» TASK INSTRUCTIONS: Rewrite the data below as a Markdown table with two columns, Row and Text. Put each line's number in Row and the line itself in Text, and leave out blank lines.

» RECORDS FOR PROCESSING:

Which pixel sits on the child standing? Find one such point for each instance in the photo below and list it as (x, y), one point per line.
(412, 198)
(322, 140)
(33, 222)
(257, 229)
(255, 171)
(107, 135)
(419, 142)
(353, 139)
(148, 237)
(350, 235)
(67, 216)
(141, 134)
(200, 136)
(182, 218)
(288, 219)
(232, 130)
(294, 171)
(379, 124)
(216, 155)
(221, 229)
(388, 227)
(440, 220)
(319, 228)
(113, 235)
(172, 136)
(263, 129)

» EXERCISE RESPONSE:
| Row | Text |
|---|---|
| 1 | Which pixel sits on the child standing? Find one such point for each instance in the photo below and list it as (x, y), one point per line. |
| 2 | (412, 198) |
| 3 | (322, 140) |
| 4 | (33, 222) |
| 5 | (257, 229) |
| 6 | (255, 171) |
| 7 | (107, 135) |
| 8 | (419, 142) |
| 9 | (353, 139) |
| 10 | (148, 237) |
| 11 | (350, 235) |
| 12 | (67, 216) |
| 13 | (141, 134) |
| 14 | (200, 136) |
| 15 | (182, 218) |
| 16 | (288, 219) |
| 17 | (232, 130) |
| 18 | (294, 171) |
| 19 | (379, 124) |
| 20 | (216, 155) |
| 21 | (221, 229) |
| 22 | (388, 227) |
| 23 | (440, 220) |
| 24 | (319, 228) |
| 25 | (113, 235) |
| 26 | (172, 136) |
| 27 | (263, 129) |